§ Zu erledigende Aufgaben:
1 - Welche Werbung nennt der Forenauszug über JavaScript als Beispiel für Elemente, die mittels JavaScript gesteuert werden?
2 - Nenne alle Benutzernamen, die im Forenauszug über JavaScript in den Überschriften der Beiträge stehen.
3 - Setze den Forenauszug über JavaScript im Anschluss an seinen letzten Satz fort.

§ Vorliegender Text:

• • • • • • •

Naja, dass die Anzahl derer wirklich noch so groß ist wie viele behaupten, bezweifle ich.


----------



## Squishy (31. Oktober 2004)

danke ich werde es mir mal reinziehen...


----------



## Sebastian Wramba (31. Oktober 2004)

IMO haben die User, die Javascript deaktivieren ein echtes Paranoia-Problem.


----------



## Gumbo (31. Oktober 2004)

Ich fühle mich zwar verfolgt, hab ich auch keine Lust ständig irgendwelche Popups schließen oder den Computer neustarten zu müssen.

Doch nicht nur im sicherheitsrelevanten Bereich ist eine deaktivierte JavaScript-Untersttzung vorteilhaft. Besonders oft werden Werbung (z.B. wie hier im Forum GoogleAds) und andere überflüssige und nervige Elemente mittels JavaScript gesteuert, die somit nicht mehr in Betracht kommen.

• • • • • • •

§ Bereitgestellte Daten:
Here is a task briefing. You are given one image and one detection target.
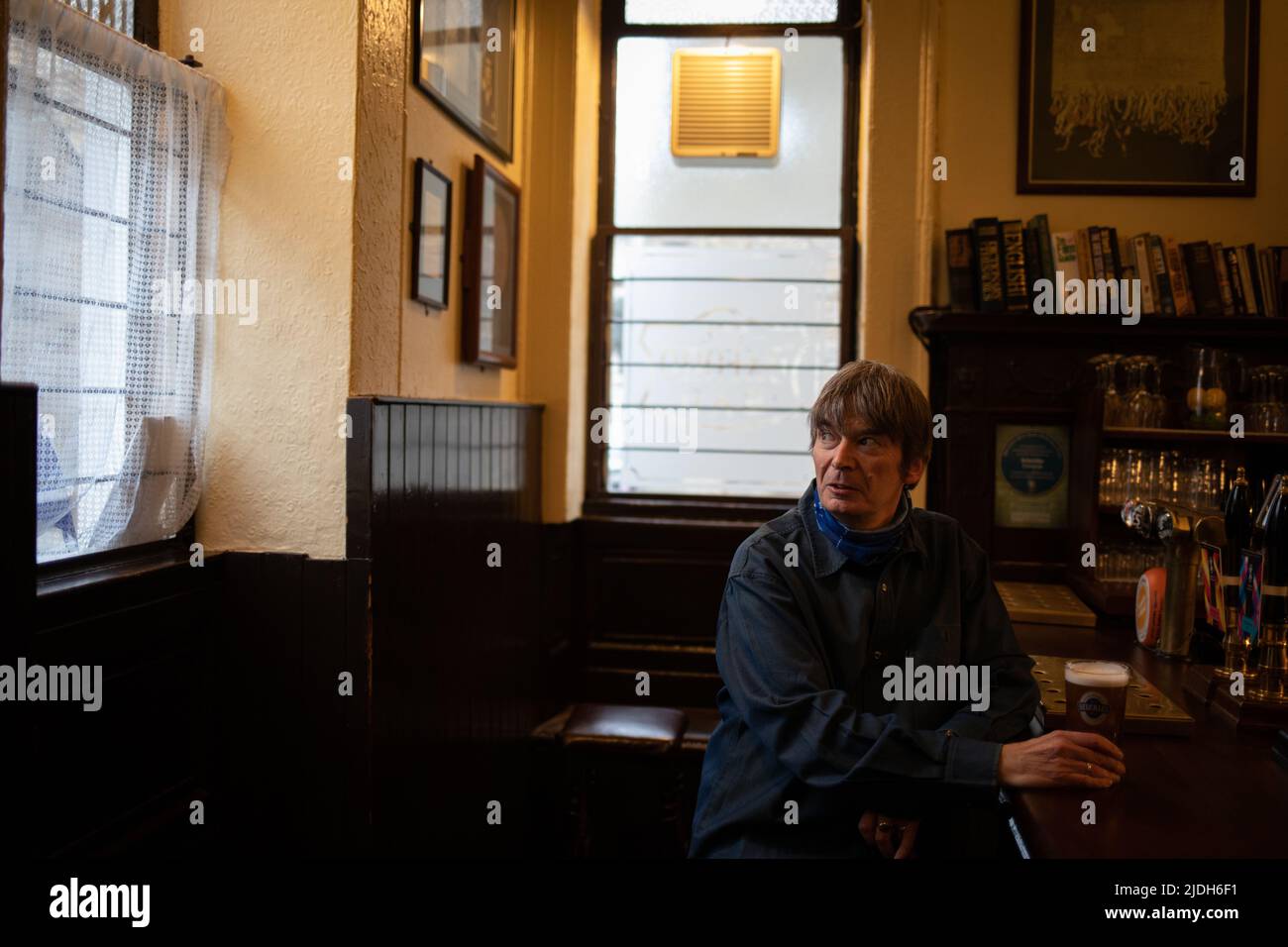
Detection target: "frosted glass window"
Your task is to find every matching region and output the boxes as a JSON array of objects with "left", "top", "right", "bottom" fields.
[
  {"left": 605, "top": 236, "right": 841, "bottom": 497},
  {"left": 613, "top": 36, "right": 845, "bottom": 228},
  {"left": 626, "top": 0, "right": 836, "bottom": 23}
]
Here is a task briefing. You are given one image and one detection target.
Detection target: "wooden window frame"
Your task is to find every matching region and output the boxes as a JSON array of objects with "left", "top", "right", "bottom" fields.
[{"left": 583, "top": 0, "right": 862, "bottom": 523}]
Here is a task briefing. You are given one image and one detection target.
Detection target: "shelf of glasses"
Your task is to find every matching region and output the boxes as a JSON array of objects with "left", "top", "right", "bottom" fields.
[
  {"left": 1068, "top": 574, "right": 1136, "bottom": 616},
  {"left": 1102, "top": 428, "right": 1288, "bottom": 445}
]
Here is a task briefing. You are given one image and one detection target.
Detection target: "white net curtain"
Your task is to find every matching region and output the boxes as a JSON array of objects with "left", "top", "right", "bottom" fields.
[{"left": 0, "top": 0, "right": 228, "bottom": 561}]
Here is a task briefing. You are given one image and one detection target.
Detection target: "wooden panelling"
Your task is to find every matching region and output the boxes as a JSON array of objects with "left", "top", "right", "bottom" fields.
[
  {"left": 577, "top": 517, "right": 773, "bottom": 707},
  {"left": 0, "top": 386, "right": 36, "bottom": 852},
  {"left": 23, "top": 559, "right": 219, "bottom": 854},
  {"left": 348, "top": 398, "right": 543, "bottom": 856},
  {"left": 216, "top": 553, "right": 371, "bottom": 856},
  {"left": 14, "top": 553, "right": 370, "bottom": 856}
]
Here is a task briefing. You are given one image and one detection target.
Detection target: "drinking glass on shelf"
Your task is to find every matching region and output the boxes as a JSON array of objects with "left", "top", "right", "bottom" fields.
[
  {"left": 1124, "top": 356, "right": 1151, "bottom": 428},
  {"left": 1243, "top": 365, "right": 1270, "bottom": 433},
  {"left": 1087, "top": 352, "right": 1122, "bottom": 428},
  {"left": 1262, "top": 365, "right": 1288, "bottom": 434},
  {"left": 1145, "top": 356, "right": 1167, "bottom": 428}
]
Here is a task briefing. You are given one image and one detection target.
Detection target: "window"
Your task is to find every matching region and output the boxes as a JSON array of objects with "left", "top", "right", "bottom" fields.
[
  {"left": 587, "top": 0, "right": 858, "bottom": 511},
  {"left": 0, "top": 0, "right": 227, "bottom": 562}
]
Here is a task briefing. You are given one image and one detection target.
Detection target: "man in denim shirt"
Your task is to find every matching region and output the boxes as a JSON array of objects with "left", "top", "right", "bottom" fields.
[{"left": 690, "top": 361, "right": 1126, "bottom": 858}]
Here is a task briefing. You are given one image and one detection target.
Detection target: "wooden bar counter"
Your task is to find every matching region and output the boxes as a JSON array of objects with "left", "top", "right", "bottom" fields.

• • • • • • •

§ Ergebnisse je Aufgabe:
1 - GoogleAds

2 - Squishy, Sebastian Wramba, Gumbo

3 -
Der Nachteil ist jedoch, dass es immernoch eine Großzahl von Webseiten Entwicklern gibt, die JavaScript als „heilig“ ansehen und daher auf dessen Gebrauch nicht verzichten. Dies zieht häufig mitsich, dass die Webseite ohne JavaScript-Unterstützung praktisch unzugänglich ist.

Ich sehe es ein, dass jeder seine eigene Meinung zu diesem Thema hat, zu Recht. Ich bin zwar nicht grundsätzlich gegen JavaScript, da es in manchen Situationen durchaus hilfreich ist, jedoch sollte auf diese Hilfe nicht allzu oft zurückgegriffen werden. Besonders nicht bei essentiellen Elementen.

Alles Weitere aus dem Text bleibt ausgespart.